**MATERIAL FOR THE TASK:**
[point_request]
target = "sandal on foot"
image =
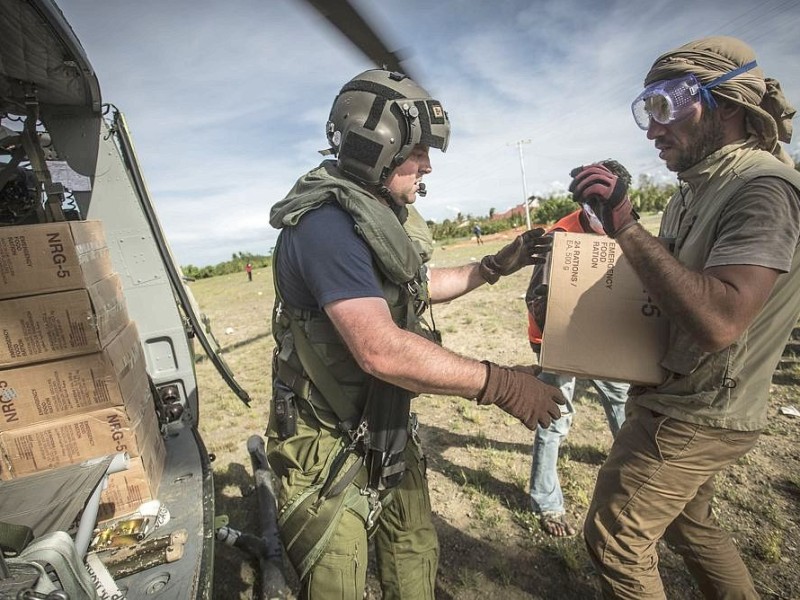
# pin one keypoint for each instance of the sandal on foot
(556, 524)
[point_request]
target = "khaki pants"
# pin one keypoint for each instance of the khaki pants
(658, 482)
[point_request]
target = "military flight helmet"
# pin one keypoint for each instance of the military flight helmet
(377, 119)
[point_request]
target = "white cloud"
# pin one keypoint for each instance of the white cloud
(227, 101)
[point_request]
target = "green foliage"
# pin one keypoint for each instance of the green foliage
(235, 265)
(553, 209)
(651, 197)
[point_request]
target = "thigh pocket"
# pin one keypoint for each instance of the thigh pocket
(673, 437)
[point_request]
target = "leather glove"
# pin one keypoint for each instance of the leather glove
(607, 194)
(530, 248)
(519, 393)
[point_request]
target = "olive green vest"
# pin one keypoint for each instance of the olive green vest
(400, 268)
(730, 388)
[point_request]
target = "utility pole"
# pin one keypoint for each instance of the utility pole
(524, 186)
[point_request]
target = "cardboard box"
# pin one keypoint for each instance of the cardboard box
(126, 491)
(601, 323)
(52, 257)
(50, 326)
(46, 391)
(50, 444)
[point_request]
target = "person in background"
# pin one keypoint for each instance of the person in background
(477, 231)
(353, 346)
(547, 498)
(726, 270)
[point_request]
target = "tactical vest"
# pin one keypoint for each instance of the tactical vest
(729, 388)
(401, 272)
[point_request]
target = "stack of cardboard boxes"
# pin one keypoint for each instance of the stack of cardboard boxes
(73, 383)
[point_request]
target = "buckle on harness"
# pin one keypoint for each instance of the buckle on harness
(375, 505)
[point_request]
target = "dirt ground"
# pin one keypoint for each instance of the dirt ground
(479, 459)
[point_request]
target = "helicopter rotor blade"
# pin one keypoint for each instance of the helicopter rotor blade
(342, 15)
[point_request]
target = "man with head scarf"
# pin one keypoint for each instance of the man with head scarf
(727, 272)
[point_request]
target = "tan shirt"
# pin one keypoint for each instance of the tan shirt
(740, 206)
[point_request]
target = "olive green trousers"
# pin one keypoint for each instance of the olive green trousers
(658, 482)
(406, 545)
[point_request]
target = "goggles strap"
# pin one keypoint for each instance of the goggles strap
(705, 90)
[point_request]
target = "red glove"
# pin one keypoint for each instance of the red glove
(521, 394)
(530, 248)
(607, 195)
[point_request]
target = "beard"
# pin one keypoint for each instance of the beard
(708, 139)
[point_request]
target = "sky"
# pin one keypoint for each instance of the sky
(227, 101)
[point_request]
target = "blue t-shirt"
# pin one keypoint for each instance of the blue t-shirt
(322, 259)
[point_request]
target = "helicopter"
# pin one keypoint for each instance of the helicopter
(68, 164)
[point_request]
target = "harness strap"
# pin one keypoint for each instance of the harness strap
(318, 373)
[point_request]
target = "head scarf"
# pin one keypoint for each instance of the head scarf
(768, 113)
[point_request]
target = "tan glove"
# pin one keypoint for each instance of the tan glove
(530, 248)
(519, 392)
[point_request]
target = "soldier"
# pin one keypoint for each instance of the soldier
(353, 346)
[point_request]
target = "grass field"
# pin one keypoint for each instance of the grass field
(479, 458)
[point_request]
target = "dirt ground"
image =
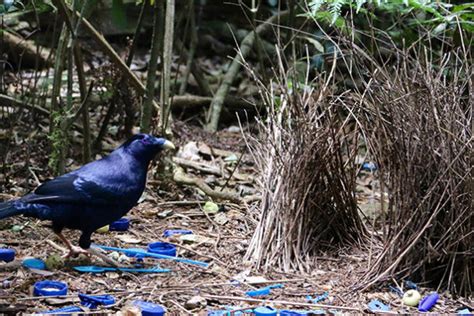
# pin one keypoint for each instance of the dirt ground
(219, 238)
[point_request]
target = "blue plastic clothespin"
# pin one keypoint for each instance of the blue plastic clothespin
(171, 232)
(319, 298)
(377, 306)
(97, 269)
(66, 310)
(92, 301)
(411, 285)
(264, 290)
(143, 253)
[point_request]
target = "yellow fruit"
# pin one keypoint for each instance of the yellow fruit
(411, 298)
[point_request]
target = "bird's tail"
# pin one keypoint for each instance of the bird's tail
(8, 209)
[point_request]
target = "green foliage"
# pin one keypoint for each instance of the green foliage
(436, 15)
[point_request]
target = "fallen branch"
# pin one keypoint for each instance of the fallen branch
(181, 177)
(28, 50)
(198, 166)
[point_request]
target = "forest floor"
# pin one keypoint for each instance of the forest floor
(220, 238)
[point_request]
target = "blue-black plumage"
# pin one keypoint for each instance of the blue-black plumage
(94, 195)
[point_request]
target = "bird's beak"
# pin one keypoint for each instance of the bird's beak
(168, 145)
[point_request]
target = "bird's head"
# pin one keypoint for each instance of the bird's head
(146, 146)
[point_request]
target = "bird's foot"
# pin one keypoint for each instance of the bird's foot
(73, 251)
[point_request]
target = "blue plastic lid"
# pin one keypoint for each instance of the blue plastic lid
(265, 311)
(171, 232)
(49, 288)
(33, 263)
(150, 309)
(162, 248)
(66, 310)
(7, 254)
(121, 225)
(287, 312)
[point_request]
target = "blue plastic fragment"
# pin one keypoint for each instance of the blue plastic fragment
(319, 298)
(428, 302)
(369, 166)
(265, 311)
(464, 311)
(7, 254)
(396, 290)
(162, 248)
(171, 232)
(120, 225)
(33, 263)
(92, 301)
(141, 252)
(49, 288)
(286, 312)
(150, 309)
(264, 290)
(96, 269)
(66, 310)
(376, 305)
(411, 285)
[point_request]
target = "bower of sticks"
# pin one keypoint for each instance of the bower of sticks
(337, 185)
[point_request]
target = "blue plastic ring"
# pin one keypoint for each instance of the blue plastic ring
(121, 225)
(162, 248)
(49, 288)
(7, 254)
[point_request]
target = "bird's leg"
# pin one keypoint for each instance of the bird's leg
(73, 250)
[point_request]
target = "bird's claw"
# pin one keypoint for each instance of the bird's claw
(76, 251)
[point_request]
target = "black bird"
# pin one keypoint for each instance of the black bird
(94, 195)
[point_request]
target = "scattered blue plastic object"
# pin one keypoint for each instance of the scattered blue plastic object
(7, 254)
(464, 311)
(265, 311)
(97, 269)
(411, 285)
(377, 306)
(150, 309)
(66, 310)
(121, 225)
(92, 301)
(396, 290)
(287, 312)
(33, 263)
(318, 299)
(143, 253)
(49, 288)
(171, 232)
(162, 248)
(369, 166)
(264, 290)
(428, 302)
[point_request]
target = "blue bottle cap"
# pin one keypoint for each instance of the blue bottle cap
(171, 232)
(265, 311)
(121, 225)
(162, 248)
(66, 310)
(49, 288)
(7, 254)
(92, 301)
(428, 302)
(33, 263)
(149, 309)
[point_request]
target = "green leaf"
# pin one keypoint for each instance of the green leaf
(119, 17)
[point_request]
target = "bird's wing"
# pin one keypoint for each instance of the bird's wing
(75, 189)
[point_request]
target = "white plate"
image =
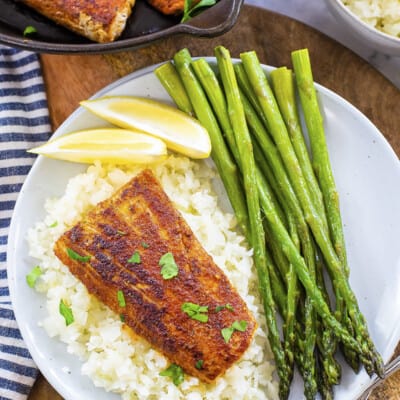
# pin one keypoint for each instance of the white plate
(367, 173)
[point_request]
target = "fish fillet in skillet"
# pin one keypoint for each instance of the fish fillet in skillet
(98, 20)
(117, 248)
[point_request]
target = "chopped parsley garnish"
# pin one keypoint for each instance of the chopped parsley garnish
(236, 326)
(29, 30)
(199, 364)
(190, 11)
(33, 275)
(169, 268)
(135, 258)
(175, 372)
(225, 306)
(121, 298)
(66, 312)
(195, 311)
(77, 257)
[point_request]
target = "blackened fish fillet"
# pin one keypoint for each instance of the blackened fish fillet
(140, 219)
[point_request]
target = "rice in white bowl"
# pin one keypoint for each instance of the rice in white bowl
(115, 359)
(383, 15)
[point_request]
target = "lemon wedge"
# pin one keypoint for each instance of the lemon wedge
(180, 132)
(111, 145)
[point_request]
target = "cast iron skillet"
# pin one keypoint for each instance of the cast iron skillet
(145, 26)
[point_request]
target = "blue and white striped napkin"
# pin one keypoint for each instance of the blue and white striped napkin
(24, 123)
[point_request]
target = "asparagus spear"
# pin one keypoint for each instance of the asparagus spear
(323, 170)
(220, 154)
(284, 90)
(247, 90)
(263, 266)
(250, 174)
(370, 357)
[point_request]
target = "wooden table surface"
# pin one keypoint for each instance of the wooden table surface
(71, 78)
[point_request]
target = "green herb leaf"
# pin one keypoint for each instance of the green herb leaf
(135, 258)
(225, 306)
(236, 326)
(29, 30)
(77, 257)
(199, 364)
(227, 333)
(66, 312)
(169, 268)
(190, 11)
(121, 298)
(175, 372)
(195, 311)
(33, 275)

**GIVEN PROBLEM:**
Pull out each line above that contains the word "military".

**SOLUTION:**
target = "military flight helmet"
# pin one keypoint for each instance of the military flight helmet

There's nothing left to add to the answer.